Data records:

========

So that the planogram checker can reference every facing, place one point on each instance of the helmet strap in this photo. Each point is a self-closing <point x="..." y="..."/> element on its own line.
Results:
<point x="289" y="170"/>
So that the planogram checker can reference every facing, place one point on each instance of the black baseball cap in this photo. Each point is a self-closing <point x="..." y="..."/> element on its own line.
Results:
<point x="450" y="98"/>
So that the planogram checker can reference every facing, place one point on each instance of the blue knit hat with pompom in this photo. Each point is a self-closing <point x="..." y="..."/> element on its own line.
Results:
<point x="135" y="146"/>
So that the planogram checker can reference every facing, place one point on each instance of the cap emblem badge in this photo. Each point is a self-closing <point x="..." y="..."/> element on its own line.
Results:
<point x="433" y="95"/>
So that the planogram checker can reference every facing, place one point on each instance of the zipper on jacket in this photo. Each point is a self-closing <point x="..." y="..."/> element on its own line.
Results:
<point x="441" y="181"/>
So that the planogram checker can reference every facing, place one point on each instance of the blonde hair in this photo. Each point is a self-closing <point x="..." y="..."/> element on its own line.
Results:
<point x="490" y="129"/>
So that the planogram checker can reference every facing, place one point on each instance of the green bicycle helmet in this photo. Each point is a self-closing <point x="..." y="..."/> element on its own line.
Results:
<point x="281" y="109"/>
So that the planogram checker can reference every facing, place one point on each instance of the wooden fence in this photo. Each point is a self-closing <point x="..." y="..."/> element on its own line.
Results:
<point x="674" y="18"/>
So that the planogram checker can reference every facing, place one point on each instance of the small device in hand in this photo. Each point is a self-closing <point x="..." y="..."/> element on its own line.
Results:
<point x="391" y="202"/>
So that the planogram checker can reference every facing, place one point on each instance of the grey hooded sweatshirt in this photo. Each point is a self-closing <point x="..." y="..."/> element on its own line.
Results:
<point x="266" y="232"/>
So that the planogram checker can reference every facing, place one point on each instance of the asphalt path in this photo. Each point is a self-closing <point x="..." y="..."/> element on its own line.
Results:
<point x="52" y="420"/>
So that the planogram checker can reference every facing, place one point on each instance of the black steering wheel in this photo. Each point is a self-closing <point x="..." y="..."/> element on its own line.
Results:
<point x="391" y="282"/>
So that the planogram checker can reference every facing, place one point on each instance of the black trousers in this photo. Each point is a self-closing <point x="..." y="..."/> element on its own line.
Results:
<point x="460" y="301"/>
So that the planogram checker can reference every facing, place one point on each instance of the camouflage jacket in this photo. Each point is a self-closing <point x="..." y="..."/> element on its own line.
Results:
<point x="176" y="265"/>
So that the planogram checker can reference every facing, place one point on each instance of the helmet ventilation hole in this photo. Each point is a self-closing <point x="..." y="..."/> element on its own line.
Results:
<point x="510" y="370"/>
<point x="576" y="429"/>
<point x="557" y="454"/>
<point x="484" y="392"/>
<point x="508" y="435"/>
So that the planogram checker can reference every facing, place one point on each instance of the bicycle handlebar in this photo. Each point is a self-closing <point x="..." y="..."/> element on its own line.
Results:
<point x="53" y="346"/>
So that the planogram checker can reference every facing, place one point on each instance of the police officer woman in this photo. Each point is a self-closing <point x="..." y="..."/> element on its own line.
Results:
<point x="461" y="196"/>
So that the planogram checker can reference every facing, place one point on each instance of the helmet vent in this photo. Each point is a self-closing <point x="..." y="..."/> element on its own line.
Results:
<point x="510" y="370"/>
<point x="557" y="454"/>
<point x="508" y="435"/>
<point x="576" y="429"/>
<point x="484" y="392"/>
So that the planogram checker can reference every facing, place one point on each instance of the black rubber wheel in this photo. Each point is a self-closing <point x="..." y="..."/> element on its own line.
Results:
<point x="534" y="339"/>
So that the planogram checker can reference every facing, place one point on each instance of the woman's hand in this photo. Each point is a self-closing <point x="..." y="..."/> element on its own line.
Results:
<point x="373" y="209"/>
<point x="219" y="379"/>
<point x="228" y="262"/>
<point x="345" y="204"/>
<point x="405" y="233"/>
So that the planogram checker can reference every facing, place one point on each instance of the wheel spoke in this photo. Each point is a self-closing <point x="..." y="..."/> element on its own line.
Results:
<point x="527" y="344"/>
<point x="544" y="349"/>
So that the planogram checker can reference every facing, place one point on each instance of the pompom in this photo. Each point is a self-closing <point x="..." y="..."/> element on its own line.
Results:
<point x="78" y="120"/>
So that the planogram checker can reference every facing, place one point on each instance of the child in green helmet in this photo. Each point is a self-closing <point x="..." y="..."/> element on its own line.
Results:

========

REQUIRED ACTION: Go through the data and return every record exactly.

RESPONSE AREA:
So that the planogram checker can reference every facing, place one point on each instance of the helmet strap in this photo. Each point is a self-closing <point x="..." y="..."/> element on its own line.
Results:
<point x="289" y="170"/>
So that the planogram checker can reference every facing, place one point on each instance of the black baseball cap in this photo. Each point is a self-closing <point x="..." y="..."/> element on its own line.
Results:
<point x="450" y="98"/>
So that the planogram checker can reference every facing, place one point on each instance of the blue knit hat with pompom in this photo. Each point is a self-closing <point x="..." y="..."/> element on its own line.
Results:
<point x="135" y="146"/>
So that the planogram checker can reference every facing, place one point on each instance of the cap emblem badge in this photo. Each point is a self-closing <point x="..." y="..."/> element on its own line.
Results:
<point x="433" y="95"/>
So that the planogram checker can reference every facing, place one point on each instance of the zipper on jacket in this photo. Each point is a self-closing <point x="..." y="..."/> element on its own line.
Results:
<point x="441" y="181"/>
So that the planogram checker can reference every facing, place one point on each instance of the blonde hair in this photo. Each point is a self-closing <point x="..." y="..."/> element on its own line.
Results:
<point x="490" y="129"/>
So that the planogram checker can reference every facing, place one point on each instance of the green bicycle helmet in this photo. Each point is a self-closing <point x="..." y="..."/> element on its own line.
Results:
<point x="281" y="109"/>
So that the planogram checker can reference every facing, place one point on each instance of the wooden fence in this photo. Each point is a self-closing <point x="..." y="..."/> element on its own line.
Results:
<point x="674" y="18"/>
So that the planogram checker can reference every facing, place one point on each instance of the small device in hand in this photo. Each point is a self-closing <point x="..." y="..."/> element on its own line.
Results:
<point x="391" y="202"/>
So that the planogram checker can reference every facing, place one point on each instance of the grey hooded sweatshirt in this photo. Each point is a self-closing <point x="..." y="..."/> element on its own line.
Results:
<point x="266" y="232"/>
So that the planogram checker can reference every facing, place one point on each instance of the asphalt path in this photo. Each point is a self-closing <point x="..." y="..."/> element on its own line.
Results:
<point x="52" y="420"/>
So that the planogram checker can reference every facing, place one point on each instance of the black steering wheel in this photo. Each point is a self-closing <point x="..." y="..."/> element on its own line.
Results:
<point x="391" y="282"/>
So that the planogram checker can reference every facing, place one point on each instance of the black trousers in this photo. Each point is a self-closing <point x="..." y="..."/> element on its own line.
Results:
<point x="460" y="301"/>
So that the planogram checker can reference every facing, place one point on each instance of the camouflage jacket in this photo. Each point is a self-closing <point x="..." y="..."/> element on its own line.
Results:
<point x="176" y="265"/>
So that the planogram checker can reference every facing, place one point on each instance of the helmet ventilation hole in this photo. Each point is a self-closing <point x="..." y="..."/> element on its own line.
Results:
<point x="510" y="370"/>
<point x="576" y="429"/>
<point x="557" y="454"/>
<point x="484" y="392"/>
<point x="508" y="435"/>
So that the planogram checker can reference every facing, place one point on each instance of the bicycle handlebar in this photo. Each point is a self-closing <point x="..." y="..."/> element on its own line.
Results:
<point x="53" y="346"/>
So that the planogram checker can reference every facing, place one point on each instance of the police officer woman in this photo. Each point is a self-closing <point x="..." y="..."/> element on its own line.
Results:
<point x="461" y="196"/>
So that the planogram checker can reference every facing, place one point on each instance of the helmet vent in this photo. Each point is a self-closing <point x="..." y="..."/> element on its own line.
Results:
<point x="510" y="370"/>
<point x="557" y="454"/>
<point x="508" y="435"/>
<point x="576" y="429"/>
<point x="484" y="392"/>
So that the planogram checker can reference every facing, place one point on each instance of the black rubber wheel in this photo. Each point is a self-closing <point x="..." y="..."/> element on its own line.
Results:
<point x="534" y="339"/>
So that the planogram checker can reference every facing, place one point on each instance of the woman's hand in this photo. Each point is a self-closing <point x="..." y="..."/> element on its own line.
Results:
<point x="373" y="209"/>
<point x="219" y="379"/>
<point x="228" y="262"/>
<point x="345" y="204"/>
<point x="405" y="233"/>
So that the planogram checker can reference every facing, place one point on each instance of the wheel spoke in this photo. Each point is a self-closing <point x="..." y="..."/> element on its own line.
Results:
<point x="527" y="344"/>
<point x="544" y="349"/>
So that the planogram checker can reference every facing, place one point on each instance of the pompom in this photo. Each point is a self-closing <point x="..." y="..."/> element on its own line.
Results:
<point x="78" y="120"/>
So that the planogram checker can reference every facing, place one point on each instance of the child in green helmet in this photo. Each point is a self-closing <point x="..." y="..."/> element on its own line.
Results:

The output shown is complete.